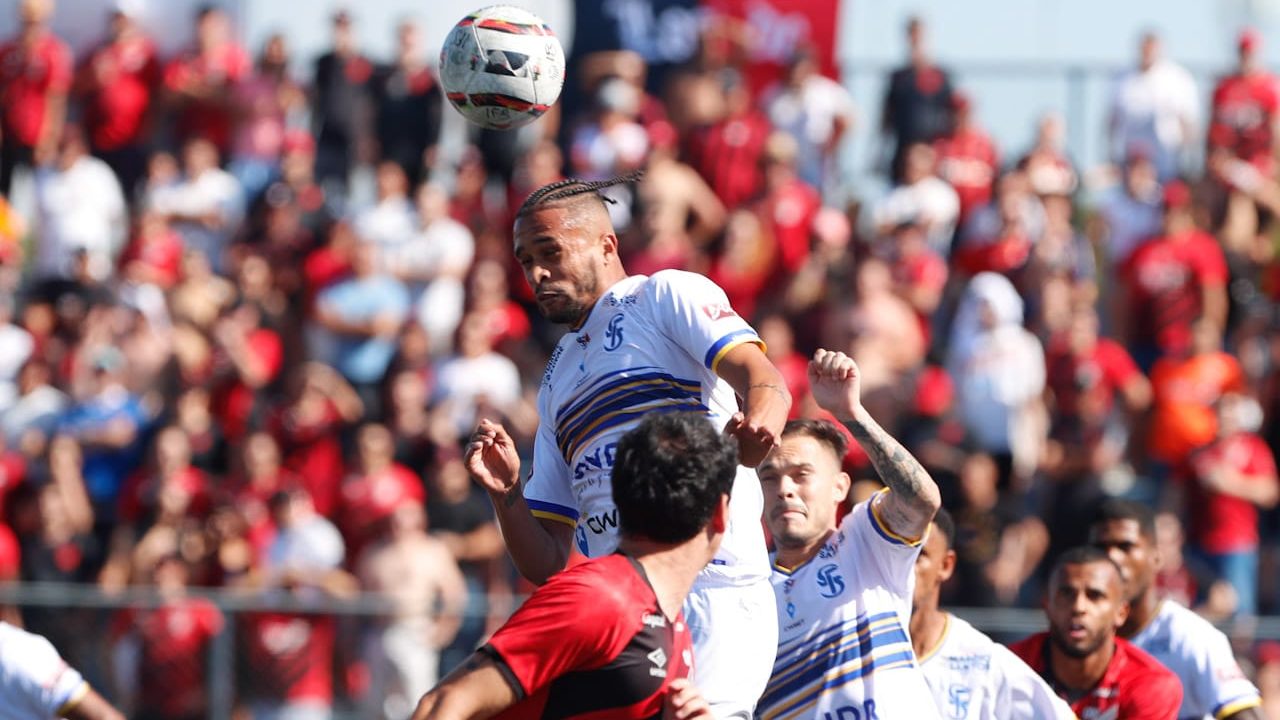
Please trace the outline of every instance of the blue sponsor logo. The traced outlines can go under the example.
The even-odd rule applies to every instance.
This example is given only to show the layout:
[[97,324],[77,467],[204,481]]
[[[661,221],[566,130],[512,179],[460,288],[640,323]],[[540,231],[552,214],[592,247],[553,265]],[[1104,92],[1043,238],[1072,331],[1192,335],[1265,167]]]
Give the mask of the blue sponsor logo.
[[951,720],[965,720],[969,717],[969,701],[973,700],[973,691],[964,685],[951,685],[947,688],[947,708]]
[[612,352],[622,347],[622,313],[609,318],[609,327],[604,329],[604,350]]
[[818,593],[822,597],[840,597],[845,592],[845,578],[840,575],[840,568],[832,562],[818,569]]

+--

→ AIM OF THE EXERCISE: Copy the records above exactly, line by line, and leave the picture out of your copy.

→ SOLUTION:
Please trace the outline of every instance of the blue sponsor logo. The traced outlines can go under the example.
The even-odd rule applies to every instance.
This example is given only to show the layout:
[[97,324],[77,467],[204,481]]
[[[661,221],[566,130],[512,179],[460,288],[640,323]],[[540,231],[552,214],[592,247],[553,265]],[[1104,92],[1043,238],[1072,331],[1192,335],[1265,167]]]
Give the mask of the blue sponsor logo.
[[951,720],[965,720],[969,717],[969,701],[973,700],[973,691],[964,685],[951,685],[947,688],[947,708]]
[[612,352],[622,347],[622,313],[609,318],[609,327],[604,329],[604,350]]
[[818,593],[822,597],[840,597],[845,592],[845,578],[840,575],[840,568],[832,562],[818,569]]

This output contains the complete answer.